[Start of Attachment]
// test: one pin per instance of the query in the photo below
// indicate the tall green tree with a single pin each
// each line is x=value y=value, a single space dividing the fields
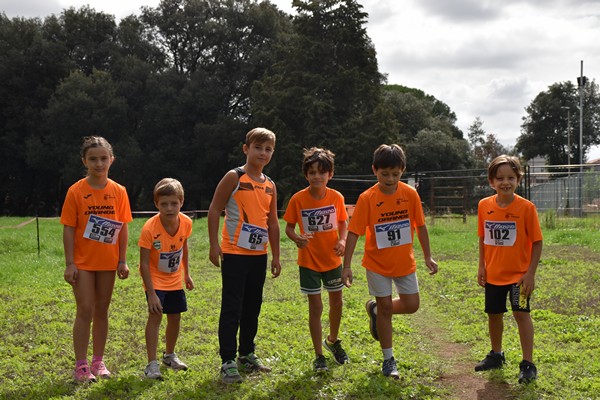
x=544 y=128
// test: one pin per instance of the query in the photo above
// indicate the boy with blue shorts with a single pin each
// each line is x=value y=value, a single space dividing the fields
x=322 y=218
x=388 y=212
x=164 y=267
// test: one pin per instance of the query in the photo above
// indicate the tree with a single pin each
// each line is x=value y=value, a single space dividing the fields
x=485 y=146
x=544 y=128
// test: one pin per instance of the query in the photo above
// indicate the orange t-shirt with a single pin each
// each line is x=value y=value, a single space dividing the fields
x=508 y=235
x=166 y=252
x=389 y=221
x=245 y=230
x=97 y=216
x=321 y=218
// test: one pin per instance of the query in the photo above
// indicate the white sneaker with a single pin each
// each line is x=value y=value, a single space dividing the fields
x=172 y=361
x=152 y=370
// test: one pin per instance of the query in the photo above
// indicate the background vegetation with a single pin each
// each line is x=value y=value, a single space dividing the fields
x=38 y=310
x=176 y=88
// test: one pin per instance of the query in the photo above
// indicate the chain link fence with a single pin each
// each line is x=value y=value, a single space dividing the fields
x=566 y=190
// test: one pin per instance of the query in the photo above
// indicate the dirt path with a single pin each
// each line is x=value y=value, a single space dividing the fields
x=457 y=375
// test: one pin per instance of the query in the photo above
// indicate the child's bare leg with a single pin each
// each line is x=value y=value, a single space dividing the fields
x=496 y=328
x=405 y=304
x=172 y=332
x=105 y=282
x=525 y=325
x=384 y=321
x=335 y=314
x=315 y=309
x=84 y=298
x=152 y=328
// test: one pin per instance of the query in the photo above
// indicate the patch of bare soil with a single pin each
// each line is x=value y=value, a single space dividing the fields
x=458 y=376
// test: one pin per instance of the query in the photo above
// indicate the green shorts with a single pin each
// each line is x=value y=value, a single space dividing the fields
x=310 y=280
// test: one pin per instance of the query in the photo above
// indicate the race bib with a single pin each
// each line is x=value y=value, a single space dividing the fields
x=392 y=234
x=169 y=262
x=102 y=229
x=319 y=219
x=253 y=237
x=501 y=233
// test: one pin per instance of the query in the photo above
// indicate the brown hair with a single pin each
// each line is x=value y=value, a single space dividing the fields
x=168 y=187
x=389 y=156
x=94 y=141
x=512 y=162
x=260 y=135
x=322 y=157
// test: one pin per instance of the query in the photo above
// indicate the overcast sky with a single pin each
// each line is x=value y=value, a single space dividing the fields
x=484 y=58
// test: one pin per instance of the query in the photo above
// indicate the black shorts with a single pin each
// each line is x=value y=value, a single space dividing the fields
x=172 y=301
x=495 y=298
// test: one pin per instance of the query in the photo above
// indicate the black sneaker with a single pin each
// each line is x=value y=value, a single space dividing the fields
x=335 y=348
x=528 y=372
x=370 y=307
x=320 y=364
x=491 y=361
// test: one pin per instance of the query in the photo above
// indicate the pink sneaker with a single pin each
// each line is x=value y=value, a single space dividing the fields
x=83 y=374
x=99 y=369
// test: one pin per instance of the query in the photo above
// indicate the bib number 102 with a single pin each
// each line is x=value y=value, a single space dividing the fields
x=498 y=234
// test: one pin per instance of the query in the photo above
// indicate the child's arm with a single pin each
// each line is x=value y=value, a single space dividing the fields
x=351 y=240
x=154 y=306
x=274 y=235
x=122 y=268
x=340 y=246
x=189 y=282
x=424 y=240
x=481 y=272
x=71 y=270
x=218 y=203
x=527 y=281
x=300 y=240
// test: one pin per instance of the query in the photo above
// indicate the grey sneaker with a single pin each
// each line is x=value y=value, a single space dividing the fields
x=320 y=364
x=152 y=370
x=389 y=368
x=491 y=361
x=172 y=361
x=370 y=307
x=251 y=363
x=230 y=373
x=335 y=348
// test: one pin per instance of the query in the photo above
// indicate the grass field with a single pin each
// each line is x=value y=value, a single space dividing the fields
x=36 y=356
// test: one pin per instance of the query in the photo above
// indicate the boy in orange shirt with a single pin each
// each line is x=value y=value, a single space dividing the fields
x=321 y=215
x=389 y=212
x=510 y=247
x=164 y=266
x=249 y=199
[End of Attachment]
Problem details: A word-for-word copy of the entries above is needed, with every picture dropped.

Task result:
// test: one pin per instance of the query in the photo below
// indicate the tall green tree with a single pin each
// each line is x=value y=value, a single space dividing the fields
x=544 y=128
// test: one pin per instance of the query in the photo above
// indicate the boy with blue shorts with a single pin each
// each line is x=value y=value, a single space dividing the fields
x=322 y=218
x=388 y=212
x=164 y=267
// test: one pin per instance of the query in the photo above
// indicate the tree with a single pin each
// each line is x=value y=value, a single space dividing the fields
x=485 y=146
x=544 y=128
// test: one pin per instance of the query in the photo above
// indicate the orange t-shirt with a single pin each
// each line is x=value y=value, a single space dividing the fields
x=508 y=235
x=166 y=252
x=389 y=221
x=245 y=230
x=97 y=216
x=321 y=218
// test: one pin per instance of the query in the photo above
// indicate the white sneaker with a single pin each
// each line is x=value y=value, a single space dividing the fields
x=172 y=361
x=152 y=370
// test: one pin per instance of the query in the photo above
// indicate the background vegetation with a single pin each
// each line is x=value y=value, a single space dividing the fields
x=38 y=310
x=176 y=88
// test: one pin per instance of the query in the photo above
// indicate the chain link fence with a single pin each
// each line is x=value y=value, a single space dividing the fields
x=566 y=190
// test: one pin per instance of the query in the photo above
// indicate the dirt path with a single pin each
// each line is x=value y=value, a single space dividing the fields
x=457 y=375
// test: one pin per instance of the query in the photo above
// indicate the child's bare leg with a single pin each
// each line is x=value y=value, a single space dividing the fields
x=496 y=328
x=405 y=304
x=172 y=332
x=105 y=282
x=525 y=325
x=384 y=321
x=335 y=314
x=315 y=309
x=84 y=298
x=152 y=328
// test: one pin per instance of the query in the photo above
// indicate the patch of bare soil with a single pin each
// each line is x=value y=value, a single space dividing the fields
x=458 y=376
// test: one pin per instance of the query in the photo above
// indicate the green shorts with a single pin each
// each line is x=value y=value, a single space dividing the fields
x=310 y=280
// test: one pin per instance of the query in the photo above
// indicate the race bib with a single pin each
// each line is x=value y=value, a single space dividing the fields
x=392 y=234
x=169 y=262
x=102 y=229
x=319 y=219
x=253 y=237
x=501 y=233
// test: one pin per instance of the query in the photo above
// indicate the brown hair with a single pin each
// each line is x=value y=value, a single space dividing the fields
x=168 y=187
x=389 y=156
x=94 y=141
x=512 y=162
x=260 y=135
x=322 y=157
// test: one pin per instance of the query in the photo above
// indicate the overcast sky with a single pin each
// each line is x=value y=value, a single space dividing the fields
x=484 y=58
// test: one pin per instance of the query in the photo above
// indicate the black shorts with a single pin each
// each line is x=value y=value, a single space dividing the fields
x=172 y=301
x=495 y=298
// test: one pin per instance of the query in the photo above
// indicate the black sneaker with a single pin each
// each line is x=value y=value, a single space dividing the fields
x=335 y=348
x=528 y=372
x=370 y=307
x=320 y=364
x=491 y=361
// test: one pin per instance of the query in the photo above
// indicate the pink sneaker with a single pin each
// each line is x=value y=value, a single space dividing the fields
x=83 y=374
x=99 y=369
// test: one pin per instance of the query in the photo above
// indicate the bib number 102 with a single pin each
// each line is x=value y=value, a single space dividing the fields
x=498 y=234
// test: one pin per instance of the query in the photo above
// indicate the child's arm with a single pin each
// each line is x=value y=value, a single space dividing the fields
x=351 y=240
x=154 y=306
x=274 y=235
x=122 y=268
x=340 y=246
x=189 y=282
x=424 y=240
x=481 y=272
x=71 y=270
x=218 y=203
x=527 y=281
x=300 y=240
// test: one pin per instance of the query in the photo above
// indicate the grey sneaker with a single pin each
// each line is x=value y=value, a single space dividing the fields
x=320 y=364
x=152 y=370
x=389 y=368
x=491 y=361
x=172 y=361
x=370 y=307
x=251 y=363
x=230 y=373
x=335 y=348
// test: one pin per instance of the query in the photo above
// indicate the grass field with a single pin each
// each line is x=value y=value, a single space dividing the fields
x=36 y=356
// test: one pin per instance of the query in the photo above
// indicate the boy in orange shirt with a single pin each
// each line is x=value y=value, a single space dividing the fields
x=321 y=215
x=389 y=212
x=510 y=247
x=164 y=266
x=249 y=199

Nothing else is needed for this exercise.